Short task >> Rewrite the data from its start through the line containing "(1117, 719)", inclusive, keeping the requests unchanged. Scale every coordinate in the answers by 1.95 and round each result to a whole number, rounding halves up.

[Begin Listing]

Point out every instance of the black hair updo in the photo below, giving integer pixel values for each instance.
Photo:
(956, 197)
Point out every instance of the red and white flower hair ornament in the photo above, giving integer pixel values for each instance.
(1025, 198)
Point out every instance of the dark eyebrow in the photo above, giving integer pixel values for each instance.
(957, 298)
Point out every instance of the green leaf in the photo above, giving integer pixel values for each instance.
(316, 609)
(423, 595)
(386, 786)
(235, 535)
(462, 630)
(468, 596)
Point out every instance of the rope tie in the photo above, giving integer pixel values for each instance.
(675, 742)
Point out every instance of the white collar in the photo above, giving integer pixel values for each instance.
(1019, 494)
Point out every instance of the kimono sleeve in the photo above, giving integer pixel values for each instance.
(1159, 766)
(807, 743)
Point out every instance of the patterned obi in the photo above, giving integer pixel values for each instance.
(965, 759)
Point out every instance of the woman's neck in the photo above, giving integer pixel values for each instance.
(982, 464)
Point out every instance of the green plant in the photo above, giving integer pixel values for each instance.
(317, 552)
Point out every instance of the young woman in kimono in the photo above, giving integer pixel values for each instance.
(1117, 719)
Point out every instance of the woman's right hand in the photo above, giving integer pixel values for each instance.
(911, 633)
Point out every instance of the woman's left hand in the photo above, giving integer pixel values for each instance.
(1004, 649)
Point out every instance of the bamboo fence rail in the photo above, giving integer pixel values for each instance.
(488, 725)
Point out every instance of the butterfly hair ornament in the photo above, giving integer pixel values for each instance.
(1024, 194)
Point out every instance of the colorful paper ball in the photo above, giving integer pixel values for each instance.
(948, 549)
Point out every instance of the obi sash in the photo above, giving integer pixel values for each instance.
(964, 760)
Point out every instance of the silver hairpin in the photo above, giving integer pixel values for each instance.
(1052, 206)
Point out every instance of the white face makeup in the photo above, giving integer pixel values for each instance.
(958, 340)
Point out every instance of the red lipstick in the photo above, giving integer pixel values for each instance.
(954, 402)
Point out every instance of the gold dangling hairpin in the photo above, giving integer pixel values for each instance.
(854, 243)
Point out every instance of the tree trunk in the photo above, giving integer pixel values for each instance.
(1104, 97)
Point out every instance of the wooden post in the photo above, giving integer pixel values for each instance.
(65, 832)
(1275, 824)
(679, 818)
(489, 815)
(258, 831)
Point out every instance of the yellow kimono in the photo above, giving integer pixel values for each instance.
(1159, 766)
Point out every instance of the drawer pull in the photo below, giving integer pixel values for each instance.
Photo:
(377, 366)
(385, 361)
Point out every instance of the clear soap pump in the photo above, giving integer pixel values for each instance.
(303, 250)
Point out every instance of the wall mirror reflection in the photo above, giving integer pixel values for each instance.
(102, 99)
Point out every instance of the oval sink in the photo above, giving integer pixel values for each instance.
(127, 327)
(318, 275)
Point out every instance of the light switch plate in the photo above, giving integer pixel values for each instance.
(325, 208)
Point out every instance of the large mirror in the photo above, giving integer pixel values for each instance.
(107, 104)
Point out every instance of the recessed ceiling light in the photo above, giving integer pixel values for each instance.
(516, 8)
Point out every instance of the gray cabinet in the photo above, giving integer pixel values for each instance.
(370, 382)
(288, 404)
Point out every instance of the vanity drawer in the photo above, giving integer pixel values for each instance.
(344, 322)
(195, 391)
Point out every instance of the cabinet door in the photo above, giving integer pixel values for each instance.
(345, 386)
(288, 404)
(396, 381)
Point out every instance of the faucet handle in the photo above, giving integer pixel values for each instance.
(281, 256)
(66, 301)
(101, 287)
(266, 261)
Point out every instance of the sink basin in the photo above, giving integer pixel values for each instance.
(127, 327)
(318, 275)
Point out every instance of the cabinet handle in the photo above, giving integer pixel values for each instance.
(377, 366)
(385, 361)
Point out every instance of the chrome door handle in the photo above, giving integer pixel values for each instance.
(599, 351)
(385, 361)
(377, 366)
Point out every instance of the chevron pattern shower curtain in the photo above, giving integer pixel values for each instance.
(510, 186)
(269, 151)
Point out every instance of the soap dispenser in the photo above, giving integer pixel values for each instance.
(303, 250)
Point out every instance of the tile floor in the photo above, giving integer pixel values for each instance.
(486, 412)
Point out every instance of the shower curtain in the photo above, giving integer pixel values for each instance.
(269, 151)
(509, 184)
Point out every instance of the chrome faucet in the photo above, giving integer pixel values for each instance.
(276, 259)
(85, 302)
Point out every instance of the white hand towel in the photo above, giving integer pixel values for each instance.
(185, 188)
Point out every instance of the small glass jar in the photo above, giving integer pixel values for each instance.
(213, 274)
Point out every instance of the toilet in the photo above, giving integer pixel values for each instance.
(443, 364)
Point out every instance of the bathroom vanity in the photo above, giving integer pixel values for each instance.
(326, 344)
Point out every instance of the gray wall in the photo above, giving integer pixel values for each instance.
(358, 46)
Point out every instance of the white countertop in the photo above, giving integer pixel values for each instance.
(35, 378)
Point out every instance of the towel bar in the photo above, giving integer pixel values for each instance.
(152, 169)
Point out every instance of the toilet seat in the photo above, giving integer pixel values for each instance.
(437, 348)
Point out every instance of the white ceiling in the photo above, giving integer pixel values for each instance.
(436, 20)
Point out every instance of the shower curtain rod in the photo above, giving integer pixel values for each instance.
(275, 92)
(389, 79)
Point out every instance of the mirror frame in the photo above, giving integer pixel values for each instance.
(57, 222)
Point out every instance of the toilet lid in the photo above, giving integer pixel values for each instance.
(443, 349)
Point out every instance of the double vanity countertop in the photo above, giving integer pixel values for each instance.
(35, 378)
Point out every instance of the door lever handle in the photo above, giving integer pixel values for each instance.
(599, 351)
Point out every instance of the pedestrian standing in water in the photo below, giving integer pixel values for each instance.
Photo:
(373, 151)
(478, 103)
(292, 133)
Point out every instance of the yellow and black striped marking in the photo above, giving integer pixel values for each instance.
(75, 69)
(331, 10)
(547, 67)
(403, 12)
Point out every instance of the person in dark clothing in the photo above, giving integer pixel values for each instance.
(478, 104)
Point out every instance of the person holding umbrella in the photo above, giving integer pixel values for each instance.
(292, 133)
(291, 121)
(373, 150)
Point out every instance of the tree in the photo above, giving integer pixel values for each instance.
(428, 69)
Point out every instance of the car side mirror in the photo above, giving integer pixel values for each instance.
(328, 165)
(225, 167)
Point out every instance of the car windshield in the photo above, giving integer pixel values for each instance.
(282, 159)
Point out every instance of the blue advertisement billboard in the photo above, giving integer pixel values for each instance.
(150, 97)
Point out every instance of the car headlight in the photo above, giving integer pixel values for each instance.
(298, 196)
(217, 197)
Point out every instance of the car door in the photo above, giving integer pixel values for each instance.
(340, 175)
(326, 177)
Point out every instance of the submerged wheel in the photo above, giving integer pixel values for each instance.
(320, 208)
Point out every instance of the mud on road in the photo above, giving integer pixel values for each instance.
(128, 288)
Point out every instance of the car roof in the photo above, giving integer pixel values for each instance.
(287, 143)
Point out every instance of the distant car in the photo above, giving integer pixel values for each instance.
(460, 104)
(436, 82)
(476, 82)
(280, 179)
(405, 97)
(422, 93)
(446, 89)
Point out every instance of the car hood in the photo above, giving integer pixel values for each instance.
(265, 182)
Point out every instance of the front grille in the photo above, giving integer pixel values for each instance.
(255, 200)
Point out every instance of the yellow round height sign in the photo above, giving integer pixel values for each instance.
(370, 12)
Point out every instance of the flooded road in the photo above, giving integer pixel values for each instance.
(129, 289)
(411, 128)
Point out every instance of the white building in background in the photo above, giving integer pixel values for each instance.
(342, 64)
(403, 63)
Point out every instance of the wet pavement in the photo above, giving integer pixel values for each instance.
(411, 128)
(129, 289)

[End Listing]

The response >>
Point out every instance of the black hair updo in the photo below, giving integer pixel values for each instance.
Photo:
(1864, 384)
Point out every instance of the red and white flower hair ornament in the photo above, giving integer pixel values for each instance.
(1999, 386)
Point out every instance of the dark eyebrow in the photo above, giving integer pixel values for each instance.
(1866, 581)
Point out every instance of the green leaf in the photo above, giving integer pixel values for each instance.
(616, 1188)
(825, 1160)
(753, 1533)
(458, 1043)
(901, 1229)
(913, 1162)
Point out every instance of the rope tie in the photo above, giving integer pixel values for each instance.
(1316, 1447)
Point out every instance of the white collar in the photo above, giving integer pixel values for each instance.
(1987, 963)
Point out every instance of the kimono sleeve in the photo above, giving integer pixel values for each instance.
(2260, 1494)
(1574, 1449)
Point out every instance of the patterned obi in the photo above, giving integer pixel values for each instance.
(1882, 1480)
Point out every instance of the woman's neck in the photo above, giving integer pixel values for each instance.
(1915, 905)
Point out every instance of the green plant in the photo above, giving integer pixel values for each instance.
(618, 1076)
Point out every instance of the young woman in kimono in the photo above, giving integer pixel values for each instance.
(2178, 1402)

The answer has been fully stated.